Start of Data for this exercise
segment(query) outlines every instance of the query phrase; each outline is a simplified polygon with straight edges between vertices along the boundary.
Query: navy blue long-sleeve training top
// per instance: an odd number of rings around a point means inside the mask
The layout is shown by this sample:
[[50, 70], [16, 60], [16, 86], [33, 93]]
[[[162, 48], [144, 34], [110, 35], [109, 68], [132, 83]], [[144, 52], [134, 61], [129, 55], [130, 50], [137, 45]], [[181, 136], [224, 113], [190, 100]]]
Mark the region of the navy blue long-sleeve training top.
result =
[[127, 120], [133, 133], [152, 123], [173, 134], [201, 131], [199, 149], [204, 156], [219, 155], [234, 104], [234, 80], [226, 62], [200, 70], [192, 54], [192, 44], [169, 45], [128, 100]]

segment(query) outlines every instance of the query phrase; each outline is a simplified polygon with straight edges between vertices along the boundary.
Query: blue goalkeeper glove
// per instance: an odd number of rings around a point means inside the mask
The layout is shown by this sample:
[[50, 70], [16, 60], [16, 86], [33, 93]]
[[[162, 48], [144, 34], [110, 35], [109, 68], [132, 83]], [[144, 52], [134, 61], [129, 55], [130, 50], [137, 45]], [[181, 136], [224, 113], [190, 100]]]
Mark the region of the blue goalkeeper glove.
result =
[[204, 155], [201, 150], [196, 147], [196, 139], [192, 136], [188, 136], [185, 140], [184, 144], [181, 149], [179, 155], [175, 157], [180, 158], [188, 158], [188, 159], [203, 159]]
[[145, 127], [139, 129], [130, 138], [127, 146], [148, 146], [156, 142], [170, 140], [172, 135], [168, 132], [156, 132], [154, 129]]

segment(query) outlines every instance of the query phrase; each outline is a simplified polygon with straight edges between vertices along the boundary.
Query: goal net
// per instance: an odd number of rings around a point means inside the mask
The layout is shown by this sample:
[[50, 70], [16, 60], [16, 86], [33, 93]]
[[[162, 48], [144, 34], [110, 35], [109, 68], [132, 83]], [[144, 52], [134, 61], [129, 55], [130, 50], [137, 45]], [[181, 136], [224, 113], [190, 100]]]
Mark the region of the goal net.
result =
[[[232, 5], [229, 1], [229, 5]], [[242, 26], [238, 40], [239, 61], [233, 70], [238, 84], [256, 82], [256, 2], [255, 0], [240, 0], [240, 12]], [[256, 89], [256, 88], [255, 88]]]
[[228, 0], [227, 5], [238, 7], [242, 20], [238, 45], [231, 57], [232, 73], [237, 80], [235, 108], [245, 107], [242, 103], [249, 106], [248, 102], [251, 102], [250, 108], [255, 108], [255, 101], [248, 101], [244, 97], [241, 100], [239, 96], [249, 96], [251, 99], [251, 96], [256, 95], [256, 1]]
End of Data for this exercise
Reproduce every entry above word for word, with no changes.

segment(query) outlines every instance of the query phrase; each outline is a simplified polygon with straight edges between vertices along the boundary.
Query: navy blue long-sleeve training top
// per instance: an odd number of rings around a point means inside the mask
The layout is shown by this sample:
[[50, 70], [16, 60], [16, 86], [33, 93]]
[[[162, 48], [144, 34], [110, 35], [109, 68], [132, 83]], [[144, 52], [134, 61], [129, 55], [130, 50], [137, 45]], [[181, 136], [224, 113], [190, 100]]]
Mark the region of the navy blue long-sleeve training top.
result =
[[127, 120], [133, 133], [152, 123], [173, 134], [201, 131], [199, 149], [204, 156], [219, 155], [234, 104], [234, 80], [226, 62], [200, 70], [192, 54], [192, 44], [169, 45], [128, 100]]

segment(query) outlines every instance of the query phrase; each outline is a simplified polygon with straight edges between vertices along the boundary.
Query: blue goalkeeper glove
// per instance: an odd number of rings around a point means inside the mask
The layout is shown by this sample:
[[50, 70], [16, 60], [16, 86], [33, 93]]
[[[162, 48], [144, 34], [110, 35], [109, 68], [132, 83]], [[144, 52], [134, 61], [129, 55], [130, 50], [137, 45]], [[181, 136], [224, 113], [190, 100]]]
Mark the region of the blue goalkeeper glove.
result =
[[204, 155], [201, 150], [196, 147], [196, 139], [192, 136], [188, 136], [185, 140], [184, 144], [181, 149], [179, 155], [175, 157], [180, 158], [188, 158], [188, 159], [203, 159]]
[[145, 127], [139, 129], [130, 138], [127, 146], [148, 146], [156, 142], [170, 140], [172, 135], [168, 132], [156, 132], [154, 129]]

segment(query) outlines every instance of the query phrase; each outline is a simplified polygon with straight edges between vertices along the boundary.
Query: goal net
// per instance: an odd number of rings around a point means inside the mask
The layout is shown by this sample:
[[50, 70], [16, 60], [16, 86], [33, 93]]
[[[162, 48], [144, 34], [110, 35], [109, 68], [132, 83]], [[144, 52], [134, 61], [129, 55], [130, 50], [137, 45]], [[181, 136], [224, 113], [190, 100]]]
Mark the region of the goal net.
result =
[[[232, 5], [229, 1], [229, 5]], [[242, 26], [238, 40], [239, 61], [233, 70], [238, 84], [256, 82], [256, 2], [255, 0], [240, 0], [240, 12]], [[256, 89], [256, 88], [255, 88]]]
[[228, 0], [227, 5], [238, 7], [242, 20], [238, 45], [231, 57], [232, 73], [237, 80], [235, 108], [245, 107], [242, 103], [249, 106], [248, 102], [251, 102], [250, 108], [255, 108], [255, 101], [248, 101], [244, 97], [241, 100], [239, 96], [249, 96], [251, 99], [251, 96], [256, 95], [256, 1]]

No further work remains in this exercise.